EXERCISE GOAL: Every record listed below should be copied exactly.

Records from a dataset:
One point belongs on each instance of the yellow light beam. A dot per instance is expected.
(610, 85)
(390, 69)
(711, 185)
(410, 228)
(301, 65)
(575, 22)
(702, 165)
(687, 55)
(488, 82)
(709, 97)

EXERCISE RESULT:
One point belongs on each instance of the yellow light beam. A dot per instance is expected.
(610, 85)
(390, 69)
(711, 185)
(410, 228)
(301, 65)
(575, 22)
(702, 165)
(687, 55)
(488, 82)
(709, 97)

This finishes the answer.